**Apply what you read**:
1 > According to the biography of Charles H. Duprez, in which city did he begin performing minstrel shows?
2 > Write out the part of the Duprez biography starting with "Duprez died of" and going on through "March 13, 1830.".

**Document text**:
────

American minstrel show performer and manager

Charles H. Duprez (14 March 1833 – August 31, 1902) was an American minstrel show performer and manager. He is best known as one of the principals of the Duprez & Benedict's Minstrels, which was a highly popular American minstrel group in the late 1860s and 1870s.

==Life==
Duprez was originally from France, according to his naturalization record on 29 July 1887 Lowell, Massachusetts, and began performing minstrel shows in 1852 in New Orleans, with a group that became known as Carle, Duprez and Green's Minstrels. By 1858, this group was known as Duprez and Green's, until Green retired in 1865. Lew Benedict (who had joined the group in 1861) bought out Green's share, and the group became known as Duprez & Benedict's Minstrels, which became well known across the United States. Benedict left the group in 1876, but Duprez maintained the group until about 1885, and then purchased the Washington Tavern hotel in Lowell. His effort to revive the hotel's fortunes were unsuccessful, but he continued to work in different capacities in the area's hotel business and operating rides at local amusement parks. Shortly before he died, he was running the "boat merry-go-round" at Crescent Park in Providence.

Duprez died of heart failure at the Rhode Island Hospital in Providence, Rhode Island, on August 31, 1902. 1902 obituary reports stated that he was 65 years old at the time of his death, but Edward Le Roy Rice's 1911 Monarchs of Minstrelsy reports that Duprez was born in Paris, France, on March 13, 1830.

────

**Recorded data**:
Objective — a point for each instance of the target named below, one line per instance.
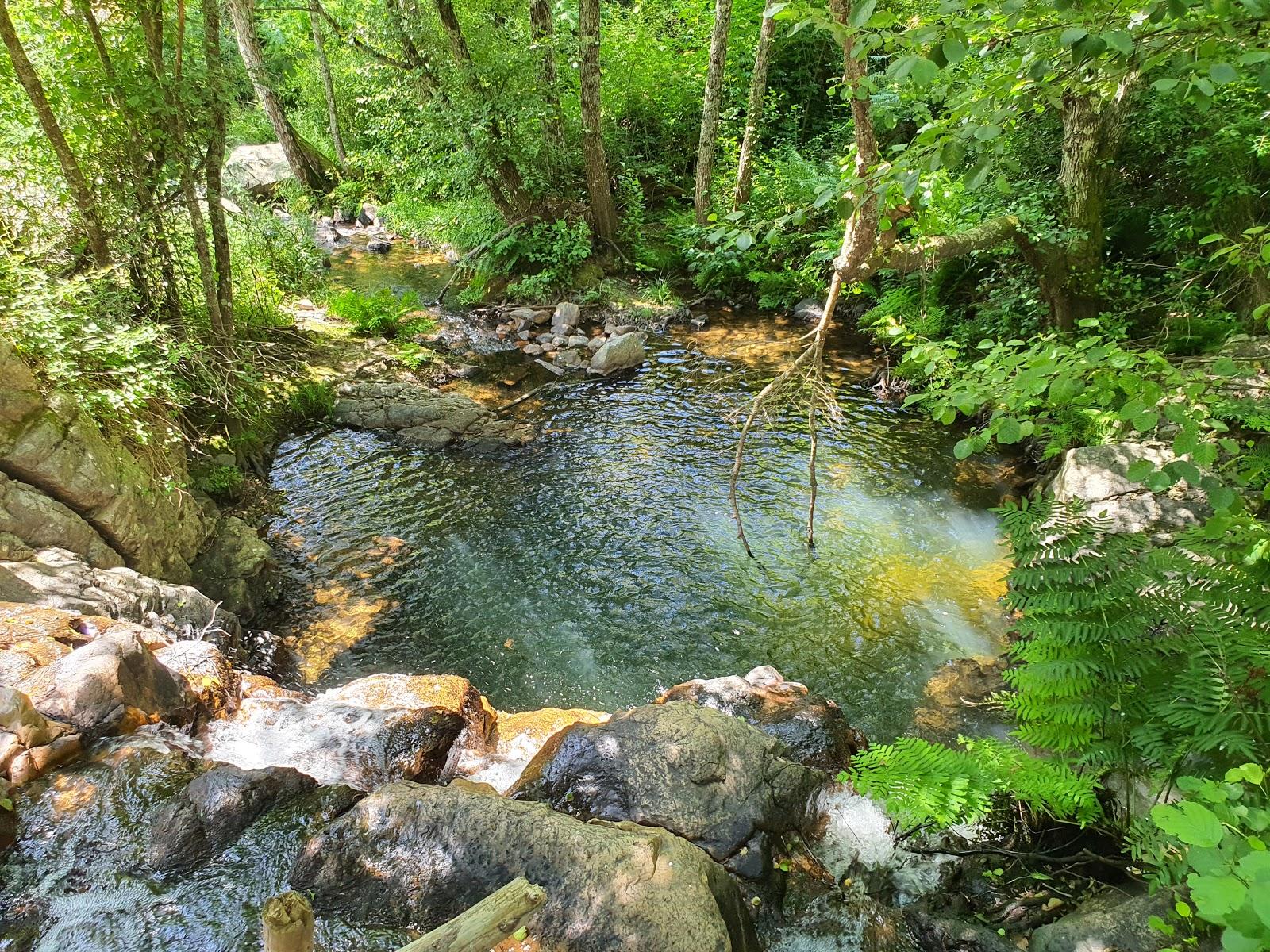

────

**Results of the exercise**:
1 > New Orleans

2 >
Duprez died of heart failure at the Rhode Island Hospital in Providence, Rhode Island, on August 31, 1902. 1902 obituary reports stated that he was 65 years old at the time of his death, but Edward Le Roy Rice's 1911 Monarchs of Minstrelsy reports that Duprez was born in Paris, France, on March 13, 1830.